**Point-based annotation data**

● ● ● ● ●

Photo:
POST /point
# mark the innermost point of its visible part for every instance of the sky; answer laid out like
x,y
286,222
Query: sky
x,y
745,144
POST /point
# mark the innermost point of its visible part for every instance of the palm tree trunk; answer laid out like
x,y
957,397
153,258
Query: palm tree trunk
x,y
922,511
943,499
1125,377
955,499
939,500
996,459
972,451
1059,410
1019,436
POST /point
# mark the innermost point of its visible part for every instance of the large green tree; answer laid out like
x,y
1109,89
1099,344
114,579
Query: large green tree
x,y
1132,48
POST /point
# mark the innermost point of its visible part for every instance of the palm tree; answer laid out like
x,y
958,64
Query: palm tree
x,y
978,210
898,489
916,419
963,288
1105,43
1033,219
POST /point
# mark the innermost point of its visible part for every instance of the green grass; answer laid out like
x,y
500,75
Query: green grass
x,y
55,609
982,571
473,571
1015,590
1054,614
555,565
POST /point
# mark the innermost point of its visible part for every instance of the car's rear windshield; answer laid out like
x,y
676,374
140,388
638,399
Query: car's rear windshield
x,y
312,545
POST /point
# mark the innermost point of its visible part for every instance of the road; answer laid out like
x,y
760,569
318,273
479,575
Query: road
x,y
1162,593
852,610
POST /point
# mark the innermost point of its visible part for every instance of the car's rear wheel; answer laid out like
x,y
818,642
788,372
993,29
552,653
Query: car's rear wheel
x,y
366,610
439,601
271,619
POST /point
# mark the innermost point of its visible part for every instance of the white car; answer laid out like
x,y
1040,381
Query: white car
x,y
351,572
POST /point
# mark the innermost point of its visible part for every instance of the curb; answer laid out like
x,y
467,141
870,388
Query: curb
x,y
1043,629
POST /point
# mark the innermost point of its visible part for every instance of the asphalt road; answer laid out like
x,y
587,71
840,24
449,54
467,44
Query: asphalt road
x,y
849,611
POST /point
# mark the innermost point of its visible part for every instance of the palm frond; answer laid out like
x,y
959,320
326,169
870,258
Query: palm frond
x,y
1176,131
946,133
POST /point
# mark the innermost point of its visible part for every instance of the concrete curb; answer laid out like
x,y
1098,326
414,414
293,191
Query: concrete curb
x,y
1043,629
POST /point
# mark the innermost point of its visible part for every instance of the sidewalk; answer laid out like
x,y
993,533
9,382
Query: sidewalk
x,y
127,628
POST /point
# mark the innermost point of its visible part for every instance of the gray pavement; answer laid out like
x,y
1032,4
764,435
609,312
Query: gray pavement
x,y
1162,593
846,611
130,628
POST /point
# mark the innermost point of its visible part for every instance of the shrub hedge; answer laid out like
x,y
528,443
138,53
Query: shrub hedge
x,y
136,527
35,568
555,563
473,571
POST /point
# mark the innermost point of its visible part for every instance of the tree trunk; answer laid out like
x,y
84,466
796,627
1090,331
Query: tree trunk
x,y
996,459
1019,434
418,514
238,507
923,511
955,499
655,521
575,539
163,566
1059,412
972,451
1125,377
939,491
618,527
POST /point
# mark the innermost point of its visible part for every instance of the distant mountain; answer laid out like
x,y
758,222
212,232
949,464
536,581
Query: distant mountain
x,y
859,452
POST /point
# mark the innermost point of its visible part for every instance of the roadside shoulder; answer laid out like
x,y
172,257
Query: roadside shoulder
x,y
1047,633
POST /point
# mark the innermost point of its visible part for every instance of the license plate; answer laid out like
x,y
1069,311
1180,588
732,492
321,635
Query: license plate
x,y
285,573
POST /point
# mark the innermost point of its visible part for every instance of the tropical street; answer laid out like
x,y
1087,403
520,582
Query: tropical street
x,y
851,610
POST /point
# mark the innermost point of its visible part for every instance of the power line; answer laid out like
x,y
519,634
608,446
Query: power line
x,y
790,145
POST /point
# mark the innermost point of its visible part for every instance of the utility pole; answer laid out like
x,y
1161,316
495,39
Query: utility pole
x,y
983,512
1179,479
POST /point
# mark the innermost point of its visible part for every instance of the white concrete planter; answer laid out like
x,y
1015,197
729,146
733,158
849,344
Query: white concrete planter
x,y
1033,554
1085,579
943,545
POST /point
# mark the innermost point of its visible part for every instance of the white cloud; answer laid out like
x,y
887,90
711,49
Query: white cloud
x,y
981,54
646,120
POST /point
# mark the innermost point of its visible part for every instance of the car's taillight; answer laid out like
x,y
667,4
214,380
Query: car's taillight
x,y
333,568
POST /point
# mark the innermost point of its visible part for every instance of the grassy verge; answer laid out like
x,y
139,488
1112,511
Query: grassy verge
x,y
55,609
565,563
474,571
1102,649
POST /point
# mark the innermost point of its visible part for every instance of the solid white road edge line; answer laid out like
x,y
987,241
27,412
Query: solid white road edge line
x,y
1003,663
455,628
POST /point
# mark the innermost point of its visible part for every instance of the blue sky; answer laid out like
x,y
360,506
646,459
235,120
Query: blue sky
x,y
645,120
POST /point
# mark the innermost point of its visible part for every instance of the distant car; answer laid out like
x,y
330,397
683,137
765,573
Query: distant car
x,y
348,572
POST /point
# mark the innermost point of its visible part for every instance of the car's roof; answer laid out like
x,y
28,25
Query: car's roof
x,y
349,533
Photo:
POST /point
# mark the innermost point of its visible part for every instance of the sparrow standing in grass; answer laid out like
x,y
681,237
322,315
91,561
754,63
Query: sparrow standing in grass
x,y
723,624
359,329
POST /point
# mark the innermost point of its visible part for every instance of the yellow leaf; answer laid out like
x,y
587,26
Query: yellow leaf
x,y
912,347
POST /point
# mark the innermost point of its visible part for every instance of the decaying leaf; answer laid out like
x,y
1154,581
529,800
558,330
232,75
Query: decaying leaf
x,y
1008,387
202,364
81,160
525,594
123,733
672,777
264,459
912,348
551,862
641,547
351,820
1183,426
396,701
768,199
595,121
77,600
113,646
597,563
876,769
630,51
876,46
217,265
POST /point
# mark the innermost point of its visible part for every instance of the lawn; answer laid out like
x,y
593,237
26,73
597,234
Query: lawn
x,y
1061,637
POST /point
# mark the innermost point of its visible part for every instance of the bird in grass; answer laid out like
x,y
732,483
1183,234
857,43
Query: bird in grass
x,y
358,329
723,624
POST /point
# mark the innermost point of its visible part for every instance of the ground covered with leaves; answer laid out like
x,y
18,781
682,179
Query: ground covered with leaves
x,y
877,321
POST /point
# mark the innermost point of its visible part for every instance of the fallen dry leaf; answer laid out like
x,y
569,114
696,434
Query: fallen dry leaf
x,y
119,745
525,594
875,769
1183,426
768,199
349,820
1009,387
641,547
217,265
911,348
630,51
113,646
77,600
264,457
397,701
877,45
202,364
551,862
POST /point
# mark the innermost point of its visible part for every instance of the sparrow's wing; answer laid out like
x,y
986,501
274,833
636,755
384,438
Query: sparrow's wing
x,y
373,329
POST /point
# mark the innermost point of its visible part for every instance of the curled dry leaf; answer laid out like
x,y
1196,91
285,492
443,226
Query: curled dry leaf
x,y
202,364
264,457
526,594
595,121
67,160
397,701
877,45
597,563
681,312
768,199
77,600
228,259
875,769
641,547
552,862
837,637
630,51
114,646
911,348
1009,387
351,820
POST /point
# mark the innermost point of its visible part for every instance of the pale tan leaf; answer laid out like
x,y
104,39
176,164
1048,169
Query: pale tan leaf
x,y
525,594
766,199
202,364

● ● ● ● ●

**Problem**
Find each line in the data above that contains the word "rear" and copy it out in full.

**Response for this exercise**
# mark the innermost point of its visible part for every instance of the car's rear windshield; answer laid out like
Query: car's rear windshield
# mark the innermost point of its visible part for every instance of the car's rear wheel; answer laid out like
Query: car's rear wheel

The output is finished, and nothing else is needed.